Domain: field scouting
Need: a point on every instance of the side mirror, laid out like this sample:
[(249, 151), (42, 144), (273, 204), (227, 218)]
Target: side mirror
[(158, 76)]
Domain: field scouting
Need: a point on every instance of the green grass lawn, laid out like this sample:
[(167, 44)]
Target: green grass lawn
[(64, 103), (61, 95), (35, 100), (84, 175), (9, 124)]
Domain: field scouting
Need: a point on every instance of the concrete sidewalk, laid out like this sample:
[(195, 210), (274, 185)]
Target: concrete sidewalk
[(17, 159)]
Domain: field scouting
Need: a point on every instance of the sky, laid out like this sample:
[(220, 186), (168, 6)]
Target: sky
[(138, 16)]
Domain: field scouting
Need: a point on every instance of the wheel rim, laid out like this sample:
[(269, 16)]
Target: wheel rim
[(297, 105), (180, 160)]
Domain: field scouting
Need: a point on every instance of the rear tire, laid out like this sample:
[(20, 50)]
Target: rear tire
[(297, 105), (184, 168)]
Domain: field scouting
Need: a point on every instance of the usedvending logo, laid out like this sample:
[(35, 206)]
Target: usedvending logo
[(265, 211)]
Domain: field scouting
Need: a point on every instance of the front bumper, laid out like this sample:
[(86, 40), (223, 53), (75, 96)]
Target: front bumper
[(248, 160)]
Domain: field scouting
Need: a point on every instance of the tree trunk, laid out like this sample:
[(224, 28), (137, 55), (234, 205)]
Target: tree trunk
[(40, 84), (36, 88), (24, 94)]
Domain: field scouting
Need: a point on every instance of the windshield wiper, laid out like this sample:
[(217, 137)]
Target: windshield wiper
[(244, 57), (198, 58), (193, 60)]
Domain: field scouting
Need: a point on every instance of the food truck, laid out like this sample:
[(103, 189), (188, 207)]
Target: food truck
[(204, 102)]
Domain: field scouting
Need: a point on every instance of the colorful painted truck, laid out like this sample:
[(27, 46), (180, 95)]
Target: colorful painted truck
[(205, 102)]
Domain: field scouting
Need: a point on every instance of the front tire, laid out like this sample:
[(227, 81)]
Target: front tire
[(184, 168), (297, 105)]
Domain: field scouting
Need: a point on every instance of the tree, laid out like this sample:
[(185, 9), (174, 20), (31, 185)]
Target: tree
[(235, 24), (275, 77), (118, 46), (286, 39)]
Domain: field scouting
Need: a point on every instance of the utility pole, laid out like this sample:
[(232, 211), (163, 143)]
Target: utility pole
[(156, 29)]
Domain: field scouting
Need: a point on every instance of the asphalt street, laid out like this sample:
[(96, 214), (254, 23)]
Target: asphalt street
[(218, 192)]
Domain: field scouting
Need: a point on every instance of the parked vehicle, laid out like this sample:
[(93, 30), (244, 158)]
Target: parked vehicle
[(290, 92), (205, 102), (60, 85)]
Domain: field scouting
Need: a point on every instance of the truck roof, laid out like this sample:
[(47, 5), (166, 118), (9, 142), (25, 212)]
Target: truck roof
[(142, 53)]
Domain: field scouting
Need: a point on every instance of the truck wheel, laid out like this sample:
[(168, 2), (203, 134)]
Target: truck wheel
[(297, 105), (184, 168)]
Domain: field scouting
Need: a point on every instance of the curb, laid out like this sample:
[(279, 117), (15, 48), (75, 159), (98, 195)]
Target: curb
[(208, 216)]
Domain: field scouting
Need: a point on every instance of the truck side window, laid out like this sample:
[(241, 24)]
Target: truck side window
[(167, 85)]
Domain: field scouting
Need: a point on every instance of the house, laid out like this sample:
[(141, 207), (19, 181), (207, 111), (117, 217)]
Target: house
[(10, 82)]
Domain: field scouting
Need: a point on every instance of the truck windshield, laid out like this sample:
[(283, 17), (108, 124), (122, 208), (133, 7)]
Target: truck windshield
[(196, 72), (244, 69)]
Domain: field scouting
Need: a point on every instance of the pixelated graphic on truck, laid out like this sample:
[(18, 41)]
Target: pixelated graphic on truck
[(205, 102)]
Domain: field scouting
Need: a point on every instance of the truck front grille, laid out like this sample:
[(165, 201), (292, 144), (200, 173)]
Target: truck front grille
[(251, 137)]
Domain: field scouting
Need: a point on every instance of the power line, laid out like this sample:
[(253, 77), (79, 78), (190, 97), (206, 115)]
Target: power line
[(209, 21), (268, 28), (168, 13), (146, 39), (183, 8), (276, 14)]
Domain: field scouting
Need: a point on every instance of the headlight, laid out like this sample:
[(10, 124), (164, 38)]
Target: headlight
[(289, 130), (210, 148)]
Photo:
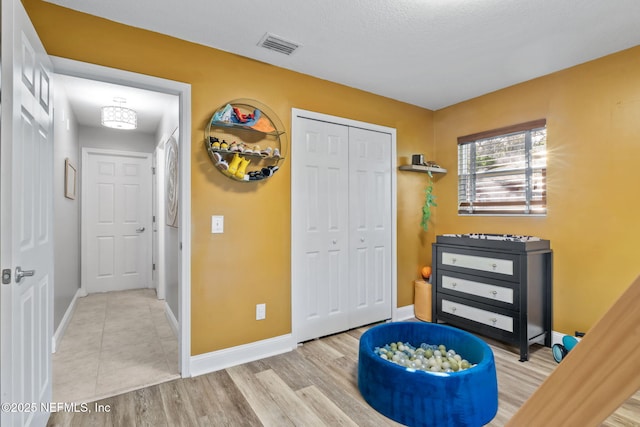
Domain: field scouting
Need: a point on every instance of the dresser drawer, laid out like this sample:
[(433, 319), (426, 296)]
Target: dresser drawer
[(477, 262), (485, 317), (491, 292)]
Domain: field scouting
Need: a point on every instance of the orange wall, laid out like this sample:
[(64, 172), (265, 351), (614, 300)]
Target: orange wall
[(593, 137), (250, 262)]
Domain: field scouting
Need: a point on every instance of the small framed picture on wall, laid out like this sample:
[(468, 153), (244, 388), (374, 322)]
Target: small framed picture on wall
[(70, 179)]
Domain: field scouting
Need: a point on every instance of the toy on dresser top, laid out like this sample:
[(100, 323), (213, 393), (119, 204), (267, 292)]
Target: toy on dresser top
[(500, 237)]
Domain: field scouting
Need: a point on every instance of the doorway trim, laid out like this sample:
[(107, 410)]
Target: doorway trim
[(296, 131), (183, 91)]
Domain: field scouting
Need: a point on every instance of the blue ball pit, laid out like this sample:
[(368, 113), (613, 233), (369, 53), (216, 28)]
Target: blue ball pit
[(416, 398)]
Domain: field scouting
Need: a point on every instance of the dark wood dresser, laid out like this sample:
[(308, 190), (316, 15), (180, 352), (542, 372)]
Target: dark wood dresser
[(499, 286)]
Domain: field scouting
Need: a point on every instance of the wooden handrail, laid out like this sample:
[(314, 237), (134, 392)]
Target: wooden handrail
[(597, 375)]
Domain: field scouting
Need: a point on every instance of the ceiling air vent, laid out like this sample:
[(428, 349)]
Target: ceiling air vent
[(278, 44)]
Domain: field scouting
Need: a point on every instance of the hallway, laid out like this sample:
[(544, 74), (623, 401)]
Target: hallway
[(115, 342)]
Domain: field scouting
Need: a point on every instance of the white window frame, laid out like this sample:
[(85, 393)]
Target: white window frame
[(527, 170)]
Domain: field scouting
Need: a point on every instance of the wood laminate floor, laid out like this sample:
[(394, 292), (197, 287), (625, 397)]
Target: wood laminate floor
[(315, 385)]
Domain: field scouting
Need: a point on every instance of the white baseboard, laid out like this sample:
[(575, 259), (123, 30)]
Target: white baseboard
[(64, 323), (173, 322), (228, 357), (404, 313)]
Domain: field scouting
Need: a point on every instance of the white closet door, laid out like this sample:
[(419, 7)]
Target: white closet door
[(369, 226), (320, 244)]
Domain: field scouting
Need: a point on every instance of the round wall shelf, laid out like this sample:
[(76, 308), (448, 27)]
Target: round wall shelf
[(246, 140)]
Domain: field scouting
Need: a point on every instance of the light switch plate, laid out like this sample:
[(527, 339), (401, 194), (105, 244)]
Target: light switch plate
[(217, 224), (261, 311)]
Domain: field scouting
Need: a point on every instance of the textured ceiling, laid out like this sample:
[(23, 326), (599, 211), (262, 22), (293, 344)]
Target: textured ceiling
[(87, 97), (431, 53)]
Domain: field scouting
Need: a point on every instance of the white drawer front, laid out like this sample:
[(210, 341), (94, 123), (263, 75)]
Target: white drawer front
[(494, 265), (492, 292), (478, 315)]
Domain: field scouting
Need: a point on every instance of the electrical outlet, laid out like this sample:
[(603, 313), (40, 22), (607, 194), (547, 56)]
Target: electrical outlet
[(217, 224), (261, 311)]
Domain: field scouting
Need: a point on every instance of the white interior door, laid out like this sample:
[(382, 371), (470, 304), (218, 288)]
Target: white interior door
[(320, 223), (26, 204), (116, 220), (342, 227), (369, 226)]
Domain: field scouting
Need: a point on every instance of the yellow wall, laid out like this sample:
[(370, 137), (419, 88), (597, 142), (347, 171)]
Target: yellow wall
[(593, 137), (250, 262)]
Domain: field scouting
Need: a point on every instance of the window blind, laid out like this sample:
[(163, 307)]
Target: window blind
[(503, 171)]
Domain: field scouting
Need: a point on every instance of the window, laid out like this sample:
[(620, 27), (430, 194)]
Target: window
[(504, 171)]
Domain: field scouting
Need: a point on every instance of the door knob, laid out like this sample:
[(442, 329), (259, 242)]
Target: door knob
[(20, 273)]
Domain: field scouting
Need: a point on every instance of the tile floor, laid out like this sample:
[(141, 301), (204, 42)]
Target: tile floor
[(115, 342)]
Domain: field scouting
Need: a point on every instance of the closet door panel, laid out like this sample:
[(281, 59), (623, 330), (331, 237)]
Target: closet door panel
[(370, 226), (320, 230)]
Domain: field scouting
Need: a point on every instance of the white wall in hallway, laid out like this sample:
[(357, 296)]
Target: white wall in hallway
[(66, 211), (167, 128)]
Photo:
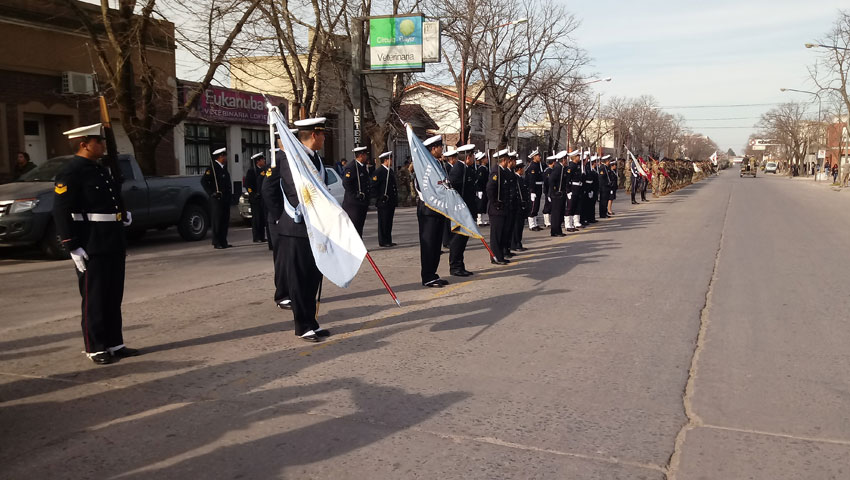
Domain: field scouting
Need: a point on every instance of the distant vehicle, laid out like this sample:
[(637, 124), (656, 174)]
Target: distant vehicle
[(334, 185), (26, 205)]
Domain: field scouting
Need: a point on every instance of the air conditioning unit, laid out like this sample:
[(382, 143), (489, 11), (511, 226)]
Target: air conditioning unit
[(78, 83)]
⁂
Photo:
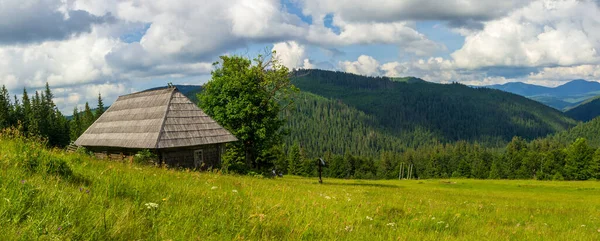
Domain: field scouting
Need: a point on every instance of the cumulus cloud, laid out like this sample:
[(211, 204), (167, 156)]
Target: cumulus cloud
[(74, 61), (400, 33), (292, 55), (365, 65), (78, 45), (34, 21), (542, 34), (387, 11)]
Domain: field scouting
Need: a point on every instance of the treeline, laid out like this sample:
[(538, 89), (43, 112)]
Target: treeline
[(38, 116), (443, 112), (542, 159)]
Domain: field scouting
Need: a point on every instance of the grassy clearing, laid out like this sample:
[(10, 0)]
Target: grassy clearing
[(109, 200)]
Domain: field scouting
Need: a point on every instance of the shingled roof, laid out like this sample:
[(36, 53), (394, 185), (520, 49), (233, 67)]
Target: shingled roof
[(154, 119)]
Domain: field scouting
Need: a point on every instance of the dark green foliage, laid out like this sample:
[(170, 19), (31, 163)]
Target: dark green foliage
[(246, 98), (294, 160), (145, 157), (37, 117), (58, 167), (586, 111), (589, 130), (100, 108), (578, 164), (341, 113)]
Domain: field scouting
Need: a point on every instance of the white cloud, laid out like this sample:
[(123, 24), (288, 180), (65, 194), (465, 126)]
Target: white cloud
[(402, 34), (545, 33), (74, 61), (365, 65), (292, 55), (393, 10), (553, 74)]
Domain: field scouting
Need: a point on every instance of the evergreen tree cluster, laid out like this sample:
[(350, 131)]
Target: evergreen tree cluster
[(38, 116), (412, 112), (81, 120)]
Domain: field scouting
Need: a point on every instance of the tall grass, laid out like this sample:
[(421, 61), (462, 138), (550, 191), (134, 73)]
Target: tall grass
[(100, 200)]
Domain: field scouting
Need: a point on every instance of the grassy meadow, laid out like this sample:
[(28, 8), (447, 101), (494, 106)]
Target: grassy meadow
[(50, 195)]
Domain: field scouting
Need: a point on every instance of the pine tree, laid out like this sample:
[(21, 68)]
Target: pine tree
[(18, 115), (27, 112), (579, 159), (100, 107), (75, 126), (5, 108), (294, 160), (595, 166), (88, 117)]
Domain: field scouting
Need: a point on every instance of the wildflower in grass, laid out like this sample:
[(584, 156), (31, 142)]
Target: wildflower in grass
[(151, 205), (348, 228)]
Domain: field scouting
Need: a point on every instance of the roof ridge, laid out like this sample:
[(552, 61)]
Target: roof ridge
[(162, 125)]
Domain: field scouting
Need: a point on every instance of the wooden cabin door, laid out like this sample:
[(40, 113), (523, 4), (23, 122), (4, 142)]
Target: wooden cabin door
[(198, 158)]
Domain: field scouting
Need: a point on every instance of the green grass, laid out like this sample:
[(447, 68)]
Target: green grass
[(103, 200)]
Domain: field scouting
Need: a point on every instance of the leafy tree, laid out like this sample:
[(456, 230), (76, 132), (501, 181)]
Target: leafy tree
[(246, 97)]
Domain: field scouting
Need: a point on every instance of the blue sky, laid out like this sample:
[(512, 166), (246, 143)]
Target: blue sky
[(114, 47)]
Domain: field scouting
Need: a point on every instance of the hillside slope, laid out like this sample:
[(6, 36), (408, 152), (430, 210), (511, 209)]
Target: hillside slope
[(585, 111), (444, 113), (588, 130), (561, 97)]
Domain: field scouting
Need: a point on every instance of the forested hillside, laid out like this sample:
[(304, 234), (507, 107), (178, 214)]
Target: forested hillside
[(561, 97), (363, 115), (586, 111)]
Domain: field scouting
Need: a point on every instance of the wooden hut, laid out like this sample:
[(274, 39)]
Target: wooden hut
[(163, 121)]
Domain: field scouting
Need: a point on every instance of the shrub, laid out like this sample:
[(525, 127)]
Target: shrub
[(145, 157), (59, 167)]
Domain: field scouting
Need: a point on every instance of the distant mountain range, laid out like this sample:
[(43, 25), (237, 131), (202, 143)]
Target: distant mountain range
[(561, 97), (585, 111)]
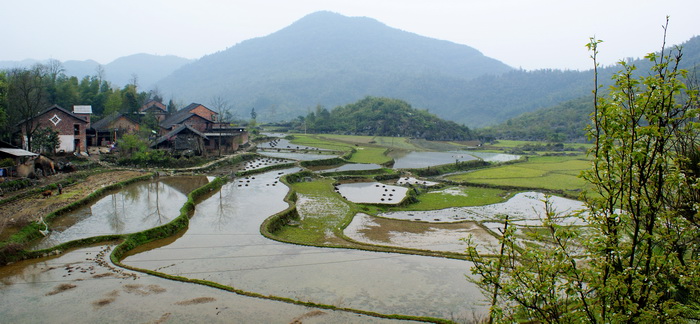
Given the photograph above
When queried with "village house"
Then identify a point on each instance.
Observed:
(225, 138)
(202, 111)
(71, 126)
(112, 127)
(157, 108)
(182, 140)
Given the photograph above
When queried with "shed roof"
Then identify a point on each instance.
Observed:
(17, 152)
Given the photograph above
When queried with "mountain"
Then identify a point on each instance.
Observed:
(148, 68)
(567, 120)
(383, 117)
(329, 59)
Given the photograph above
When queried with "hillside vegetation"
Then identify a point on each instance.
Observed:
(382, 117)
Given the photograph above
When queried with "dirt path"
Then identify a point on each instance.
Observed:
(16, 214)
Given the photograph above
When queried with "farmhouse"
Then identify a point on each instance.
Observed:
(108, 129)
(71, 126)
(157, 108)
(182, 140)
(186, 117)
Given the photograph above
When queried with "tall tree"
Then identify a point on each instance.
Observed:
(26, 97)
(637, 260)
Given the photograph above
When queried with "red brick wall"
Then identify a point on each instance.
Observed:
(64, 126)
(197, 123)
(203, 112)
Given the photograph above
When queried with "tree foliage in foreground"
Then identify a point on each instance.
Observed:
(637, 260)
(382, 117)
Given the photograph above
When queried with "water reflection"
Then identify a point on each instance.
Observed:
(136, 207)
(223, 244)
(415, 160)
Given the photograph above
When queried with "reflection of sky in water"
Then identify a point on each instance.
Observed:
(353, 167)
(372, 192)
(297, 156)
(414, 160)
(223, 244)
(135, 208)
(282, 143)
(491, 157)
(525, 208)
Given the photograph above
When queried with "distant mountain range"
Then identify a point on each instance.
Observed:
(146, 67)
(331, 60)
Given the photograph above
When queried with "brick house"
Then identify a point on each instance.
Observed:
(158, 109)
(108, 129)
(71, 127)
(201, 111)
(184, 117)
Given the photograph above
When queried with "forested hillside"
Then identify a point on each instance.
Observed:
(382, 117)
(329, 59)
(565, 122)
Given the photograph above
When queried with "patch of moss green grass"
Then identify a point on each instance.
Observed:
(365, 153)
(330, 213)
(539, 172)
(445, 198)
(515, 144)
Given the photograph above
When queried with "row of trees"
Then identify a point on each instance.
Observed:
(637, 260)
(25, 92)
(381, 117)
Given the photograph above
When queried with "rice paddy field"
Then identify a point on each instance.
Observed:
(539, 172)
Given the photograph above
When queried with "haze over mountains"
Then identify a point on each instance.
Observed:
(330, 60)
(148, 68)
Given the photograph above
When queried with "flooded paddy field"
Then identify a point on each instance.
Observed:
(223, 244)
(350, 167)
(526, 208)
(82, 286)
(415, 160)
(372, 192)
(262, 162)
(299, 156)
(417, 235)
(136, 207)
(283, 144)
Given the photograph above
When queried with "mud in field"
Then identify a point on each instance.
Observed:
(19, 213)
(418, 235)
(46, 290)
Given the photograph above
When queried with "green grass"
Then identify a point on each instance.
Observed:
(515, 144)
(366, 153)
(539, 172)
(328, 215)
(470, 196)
⁂
The lines above, starting at the one with "Need: a point on every instance of the shingled" and ending at the one with "[(170, 19), (31, 163)]", are the only ones to return, exactly as written.

** Expected answer **
Need: a point on every instance of the shingled roof, laid out like this sample:
[(36, 53), (394, 185), (520, 49), (233, 67)]
Target: shingled roof
[(154, 119)]
Domain: field scouting
Need: a point on every instance of the dark green foliage, laid out like this sample:
[(170, 19), (31, 163)]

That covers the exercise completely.